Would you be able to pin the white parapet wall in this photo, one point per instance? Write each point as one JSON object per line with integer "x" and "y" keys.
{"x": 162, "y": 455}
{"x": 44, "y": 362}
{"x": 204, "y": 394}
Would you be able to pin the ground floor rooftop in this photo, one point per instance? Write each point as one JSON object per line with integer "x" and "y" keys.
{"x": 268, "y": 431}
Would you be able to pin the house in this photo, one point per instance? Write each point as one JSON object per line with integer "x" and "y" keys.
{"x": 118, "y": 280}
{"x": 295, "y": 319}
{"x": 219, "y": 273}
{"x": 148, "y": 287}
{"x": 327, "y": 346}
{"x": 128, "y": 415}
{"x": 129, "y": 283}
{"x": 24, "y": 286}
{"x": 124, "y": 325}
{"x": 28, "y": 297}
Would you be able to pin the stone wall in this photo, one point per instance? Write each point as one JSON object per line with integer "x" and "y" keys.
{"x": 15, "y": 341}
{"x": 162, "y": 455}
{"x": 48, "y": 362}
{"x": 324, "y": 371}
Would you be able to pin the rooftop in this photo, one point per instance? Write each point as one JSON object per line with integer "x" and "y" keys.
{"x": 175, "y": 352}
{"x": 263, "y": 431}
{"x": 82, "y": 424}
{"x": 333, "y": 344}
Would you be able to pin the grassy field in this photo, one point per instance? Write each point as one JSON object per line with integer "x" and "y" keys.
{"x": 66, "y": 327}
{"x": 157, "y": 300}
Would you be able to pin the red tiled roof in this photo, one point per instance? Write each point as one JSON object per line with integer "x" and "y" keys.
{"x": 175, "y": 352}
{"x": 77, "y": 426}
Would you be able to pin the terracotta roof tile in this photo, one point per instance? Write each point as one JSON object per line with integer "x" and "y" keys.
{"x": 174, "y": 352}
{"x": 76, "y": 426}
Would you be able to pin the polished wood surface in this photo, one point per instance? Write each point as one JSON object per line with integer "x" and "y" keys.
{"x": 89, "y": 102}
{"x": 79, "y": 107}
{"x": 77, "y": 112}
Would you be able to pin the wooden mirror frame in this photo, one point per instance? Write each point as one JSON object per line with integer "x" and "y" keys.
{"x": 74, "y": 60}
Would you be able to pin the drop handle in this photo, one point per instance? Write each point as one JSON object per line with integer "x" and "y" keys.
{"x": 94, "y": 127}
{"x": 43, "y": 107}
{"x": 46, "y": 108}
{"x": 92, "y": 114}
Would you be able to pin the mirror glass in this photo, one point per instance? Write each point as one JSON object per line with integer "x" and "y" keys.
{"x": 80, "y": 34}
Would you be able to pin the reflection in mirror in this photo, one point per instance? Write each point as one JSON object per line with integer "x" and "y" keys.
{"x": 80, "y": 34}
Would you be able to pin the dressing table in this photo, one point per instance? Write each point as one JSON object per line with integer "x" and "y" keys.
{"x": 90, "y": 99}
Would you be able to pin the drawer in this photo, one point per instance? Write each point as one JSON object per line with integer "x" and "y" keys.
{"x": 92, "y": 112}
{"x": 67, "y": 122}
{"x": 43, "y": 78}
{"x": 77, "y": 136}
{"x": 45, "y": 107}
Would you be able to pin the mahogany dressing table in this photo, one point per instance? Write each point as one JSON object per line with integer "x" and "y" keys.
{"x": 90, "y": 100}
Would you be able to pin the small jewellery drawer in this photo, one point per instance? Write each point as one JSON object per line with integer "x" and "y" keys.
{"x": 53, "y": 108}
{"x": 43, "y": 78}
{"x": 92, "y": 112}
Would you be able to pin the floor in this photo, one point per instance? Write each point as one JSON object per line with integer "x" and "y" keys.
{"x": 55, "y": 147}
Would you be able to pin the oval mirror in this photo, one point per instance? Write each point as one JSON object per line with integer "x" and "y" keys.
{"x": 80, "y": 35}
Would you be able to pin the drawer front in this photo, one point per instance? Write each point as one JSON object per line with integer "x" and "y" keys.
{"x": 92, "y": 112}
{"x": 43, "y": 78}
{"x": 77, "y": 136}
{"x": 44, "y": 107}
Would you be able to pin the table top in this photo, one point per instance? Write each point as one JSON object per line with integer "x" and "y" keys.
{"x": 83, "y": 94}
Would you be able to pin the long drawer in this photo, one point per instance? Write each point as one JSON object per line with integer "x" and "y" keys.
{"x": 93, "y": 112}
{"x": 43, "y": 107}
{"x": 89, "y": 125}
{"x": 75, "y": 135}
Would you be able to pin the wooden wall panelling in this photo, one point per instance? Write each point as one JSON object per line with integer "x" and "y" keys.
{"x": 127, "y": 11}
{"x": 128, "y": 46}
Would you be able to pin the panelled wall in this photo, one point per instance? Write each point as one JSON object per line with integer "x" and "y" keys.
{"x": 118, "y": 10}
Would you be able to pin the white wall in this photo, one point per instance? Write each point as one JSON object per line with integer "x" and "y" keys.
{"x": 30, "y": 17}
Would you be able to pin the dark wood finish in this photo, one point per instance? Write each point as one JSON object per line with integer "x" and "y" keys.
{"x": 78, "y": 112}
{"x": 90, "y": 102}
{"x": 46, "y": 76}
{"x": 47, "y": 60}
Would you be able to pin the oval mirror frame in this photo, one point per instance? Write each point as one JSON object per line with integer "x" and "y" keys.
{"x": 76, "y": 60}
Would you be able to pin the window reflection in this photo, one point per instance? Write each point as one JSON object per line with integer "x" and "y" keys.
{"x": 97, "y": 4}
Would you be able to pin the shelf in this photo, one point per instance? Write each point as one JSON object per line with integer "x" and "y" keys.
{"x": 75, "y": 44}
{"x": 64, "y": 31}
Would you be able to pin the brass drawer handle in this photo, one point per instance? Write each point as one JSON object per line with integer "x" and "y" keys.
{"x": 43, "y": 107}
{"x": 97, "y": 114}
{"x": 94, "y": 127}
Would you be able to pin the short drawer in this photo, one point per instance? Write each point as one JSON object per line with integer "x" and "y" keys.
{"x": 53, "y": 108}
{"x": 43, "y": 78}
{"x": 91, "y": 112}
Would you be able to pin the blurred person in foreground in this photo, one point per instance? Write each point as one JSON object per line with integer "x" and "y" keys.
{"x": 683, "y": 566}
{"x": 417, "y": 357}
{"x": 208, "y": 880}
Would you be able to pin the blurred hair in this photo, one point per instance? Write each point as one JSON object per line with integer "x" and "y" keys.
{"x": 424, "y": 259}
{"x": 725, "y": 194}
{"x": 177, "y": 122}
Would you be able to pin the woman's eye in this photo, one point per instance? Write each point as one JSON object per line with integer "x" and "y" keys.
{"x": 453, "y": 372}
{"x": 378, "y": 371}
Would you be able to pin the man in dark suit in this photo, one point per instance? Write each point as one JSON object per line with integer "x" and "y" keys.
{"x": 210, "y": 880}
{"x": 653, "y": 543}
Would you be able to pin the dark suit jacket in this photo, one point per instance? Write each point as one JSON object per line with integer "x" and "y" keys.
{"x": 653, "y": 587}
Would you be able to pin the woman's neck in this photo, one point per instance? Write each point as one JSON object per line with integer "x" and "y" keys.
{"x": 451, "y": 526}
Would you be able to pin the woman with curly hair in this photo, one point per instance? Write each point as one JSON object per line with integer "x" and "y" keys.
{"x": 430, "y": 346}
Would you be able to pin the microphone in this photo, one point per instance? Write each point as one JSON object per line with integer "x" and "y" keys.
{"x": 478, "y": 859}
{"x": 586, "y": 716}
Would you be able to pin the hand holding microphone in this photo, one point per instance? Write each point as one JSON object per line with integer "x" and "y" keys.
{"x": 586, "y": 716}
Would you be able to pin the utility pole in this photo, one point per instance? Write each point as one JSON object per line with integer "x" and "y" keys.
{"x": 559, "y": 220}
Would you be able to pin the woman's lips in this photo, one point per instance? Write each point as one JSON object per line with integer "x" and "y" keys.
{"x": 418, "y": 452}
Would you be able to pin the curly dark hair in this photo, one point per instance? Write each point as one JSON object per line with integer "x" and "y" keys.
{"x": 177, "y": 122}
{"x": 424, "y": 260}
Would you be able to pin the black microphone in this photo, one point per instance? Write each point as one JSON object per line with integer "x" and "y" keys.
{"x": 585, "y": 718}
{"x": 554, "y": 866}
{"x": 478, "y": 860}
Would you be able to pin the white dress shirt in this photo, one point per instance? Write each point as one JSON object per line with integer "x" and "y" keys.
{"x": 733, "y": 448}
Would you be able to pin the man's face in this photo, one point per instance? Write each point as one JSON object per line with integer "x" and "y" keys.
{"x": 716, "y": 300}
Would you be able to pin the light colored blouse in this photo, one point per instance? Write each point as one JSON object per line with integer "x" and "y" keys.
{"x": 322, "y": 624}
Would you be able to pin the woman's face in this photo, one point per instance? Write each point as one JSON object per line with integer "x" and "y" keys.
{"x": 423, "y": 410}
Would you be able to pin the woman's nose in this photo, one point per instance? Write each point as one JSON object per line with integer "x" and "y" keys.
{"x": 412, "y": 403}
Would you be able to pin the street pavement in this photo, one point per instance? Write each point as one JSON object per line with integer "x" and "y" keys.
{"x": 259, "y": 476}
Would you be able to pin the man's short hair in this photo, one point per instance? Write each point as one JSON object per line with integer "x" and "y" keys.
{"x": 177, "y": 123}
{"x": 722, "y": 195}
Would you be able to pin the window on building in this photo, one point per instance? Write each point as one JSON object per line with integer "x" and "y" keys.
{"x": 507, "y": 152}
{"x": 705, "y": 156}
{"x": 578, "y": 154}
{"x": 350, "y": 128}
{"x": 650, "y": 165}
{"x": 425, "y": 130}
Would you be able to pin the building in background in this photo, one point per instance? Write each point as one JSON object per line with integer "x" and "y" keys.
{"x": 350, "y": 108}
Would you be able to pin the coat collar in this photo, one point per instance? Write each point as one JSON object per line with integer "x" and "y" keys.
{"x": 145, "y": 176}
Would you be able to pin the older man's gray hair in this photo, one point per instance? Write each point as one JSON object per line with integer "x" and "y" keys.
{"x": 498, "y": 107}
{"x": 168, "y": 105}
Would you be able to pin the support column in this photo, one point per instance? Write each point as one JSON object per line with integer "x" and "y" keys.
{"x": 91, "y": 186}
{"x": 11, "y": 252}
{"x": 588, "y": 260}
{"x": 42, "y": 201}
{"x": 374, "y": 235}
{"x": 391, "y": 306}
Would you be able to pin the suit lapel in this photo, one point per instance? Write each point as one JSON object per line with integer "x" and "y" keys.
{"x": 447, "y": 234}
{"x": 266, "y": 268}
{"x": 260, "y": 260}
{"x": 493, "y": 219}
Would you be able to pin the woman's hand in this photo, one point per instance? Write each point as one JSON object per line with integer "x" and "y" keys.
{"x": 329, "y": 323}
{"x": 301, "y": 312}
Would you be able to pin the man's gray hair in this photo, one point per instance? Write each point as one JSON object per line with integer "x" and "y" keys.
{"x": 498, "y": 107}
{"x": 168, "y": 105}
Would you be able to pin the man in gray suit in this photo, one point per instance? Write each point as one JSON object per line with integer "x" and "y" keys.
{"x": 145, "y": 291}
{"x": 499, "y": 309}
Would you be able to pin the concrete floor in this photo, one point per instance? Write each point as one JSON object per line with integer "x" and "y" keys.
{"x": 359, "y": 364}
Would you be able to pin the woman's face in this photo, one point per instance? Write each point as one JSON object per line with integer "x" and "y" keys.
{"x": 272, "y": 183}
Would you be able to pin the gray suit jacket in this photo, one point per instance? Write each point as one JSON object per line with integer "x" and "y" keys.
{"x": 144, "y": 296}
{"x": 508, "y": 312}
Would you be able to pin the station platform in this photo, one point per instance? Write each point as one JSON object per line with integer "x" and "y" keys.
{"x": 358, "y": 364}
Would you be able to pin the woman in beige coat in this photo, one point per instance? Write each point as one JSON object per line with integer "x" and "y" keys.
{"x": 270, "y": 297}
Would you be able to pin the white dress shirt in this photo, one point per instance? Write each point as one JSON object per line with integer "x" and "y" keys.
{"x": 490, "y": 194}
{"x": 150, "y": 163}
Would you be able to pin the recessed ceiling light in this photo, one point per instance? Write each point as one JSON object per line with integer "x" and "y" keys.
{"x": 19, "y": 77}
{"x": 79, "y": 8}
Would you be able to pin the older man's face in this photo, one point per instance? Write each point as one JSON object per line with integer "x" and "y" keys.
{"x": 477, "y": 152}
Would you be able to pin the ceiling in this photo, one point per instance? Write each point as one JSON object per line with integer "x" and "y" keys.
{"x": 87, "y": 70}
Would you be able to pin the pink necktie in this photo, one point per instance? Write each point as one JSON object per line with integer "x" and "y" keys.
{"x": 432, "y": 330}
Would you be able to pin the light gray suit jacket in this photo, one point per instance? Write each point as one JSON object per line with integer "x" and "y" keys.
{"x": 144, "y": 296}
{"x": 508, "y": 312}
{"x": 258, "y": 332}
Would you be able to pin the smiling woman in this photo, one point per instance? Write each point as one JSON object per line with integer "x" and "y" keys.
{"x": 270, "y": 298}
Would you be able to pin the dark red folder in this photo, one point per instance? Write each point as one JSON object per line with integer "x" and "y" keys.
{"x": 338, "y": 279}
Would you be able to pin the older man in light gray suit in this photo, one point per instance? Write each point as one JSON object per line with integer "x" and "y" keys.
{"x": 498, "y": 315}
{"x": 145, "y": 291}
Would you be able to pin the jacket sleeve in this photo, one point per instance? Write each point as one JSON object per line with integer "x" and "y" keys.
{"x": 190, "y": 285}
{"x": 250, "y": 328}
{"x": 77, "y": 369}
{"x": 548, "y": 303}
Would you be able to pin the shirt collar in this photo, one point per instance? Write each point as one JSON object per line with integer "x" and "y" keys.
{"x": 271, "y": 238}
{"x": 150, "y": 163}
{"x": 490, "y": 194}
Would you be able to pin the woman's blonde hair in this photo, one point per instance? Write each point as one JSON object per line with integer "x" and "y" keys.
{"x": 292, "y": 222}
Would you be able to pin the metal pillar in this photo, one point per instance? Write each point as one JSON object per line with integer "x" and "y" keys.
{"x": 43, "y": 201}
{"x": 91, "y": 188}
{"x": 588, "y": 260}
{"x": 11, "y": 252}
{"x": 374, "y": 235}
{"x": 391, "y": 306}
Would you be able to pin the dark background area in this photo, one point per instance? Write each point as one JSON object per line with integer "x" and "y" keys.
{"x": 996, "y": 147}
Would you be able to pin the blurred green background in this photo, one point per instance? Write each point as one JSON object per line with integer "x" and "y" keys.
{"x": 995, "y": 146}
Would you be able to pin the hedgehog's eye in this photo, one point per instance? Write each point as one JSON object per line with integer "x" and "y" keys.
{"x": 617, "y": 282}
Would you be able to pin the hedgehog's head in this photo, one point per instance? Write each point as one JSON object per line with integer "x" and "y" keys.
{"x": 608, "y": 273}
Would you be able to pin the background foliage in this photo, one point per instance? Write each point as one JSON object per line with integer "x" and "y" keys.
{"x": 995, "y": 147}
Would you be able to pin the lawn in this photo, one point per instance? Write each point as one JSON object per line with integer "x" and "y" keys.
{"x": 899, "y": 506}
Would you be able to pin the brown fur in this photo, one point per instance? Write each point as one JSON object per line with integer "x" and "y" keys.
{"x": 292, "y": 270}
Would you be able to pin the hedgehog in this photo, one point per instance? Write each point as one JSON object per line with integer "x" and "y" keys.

◆ ◆ ◆ ◆ ◆

◆ Stated problem ◆
Could you output the lines as a Markdown table with the columns Row and Line, one numbered row per line and no blank lines? Begin at the line containing "Would you be able to pin the brown" and stop at the end of the records.

◆ Written response ◆
| Row | Line |
|---|---|
| 1 | Would you be able to pin the brown fur in this photo, one point per instance? Write each point as one JSON object per line with integer "x" and "y" keys. |
| 2 | {"x": 292, "y": 270} |
| 3 | Would you be able to pin the hedgehog in this photo, one point per instance? Write each point as one JSON object per line with integer "x" and "y" keys. |